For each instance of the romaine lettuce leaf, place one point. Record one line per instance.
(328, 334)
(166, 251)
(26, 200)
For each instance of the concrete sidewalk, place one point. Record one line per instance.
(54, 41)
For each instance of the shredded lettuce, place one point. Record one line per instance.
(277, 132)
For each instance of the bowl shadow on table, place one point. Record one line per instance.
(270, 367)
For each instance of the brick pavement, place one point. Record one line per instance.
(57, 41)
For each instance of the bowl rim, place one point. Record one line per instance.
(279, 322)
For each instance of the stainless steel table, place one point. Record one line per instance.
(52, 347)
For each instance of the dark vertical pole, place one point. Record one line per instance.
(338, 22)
- - -
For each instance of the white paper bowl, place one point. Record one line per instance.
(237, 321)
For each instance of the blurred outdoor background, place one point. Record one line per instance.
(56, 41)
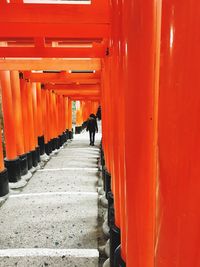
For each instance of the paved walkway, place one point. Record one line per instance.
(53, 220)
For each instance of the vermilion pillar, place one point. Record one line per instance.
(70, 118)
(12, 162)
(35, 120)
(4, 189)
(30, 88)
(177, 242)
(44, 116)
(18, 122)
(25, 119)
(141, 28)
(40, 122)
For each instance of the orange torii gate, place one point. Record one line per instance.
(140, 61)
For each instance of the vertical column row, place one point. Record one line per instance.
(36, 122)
- - -
▸ BRIEF
Please pull out every line of the records above that contains the word "lettuce", copying each one in full. Case counts.

▸ REPLY TO THE TASK
For each instance of the romaine lettuce leaf, place one point. Record one line per instance.
For each instance of the shredded lettuce, place one point. Record one line per instance.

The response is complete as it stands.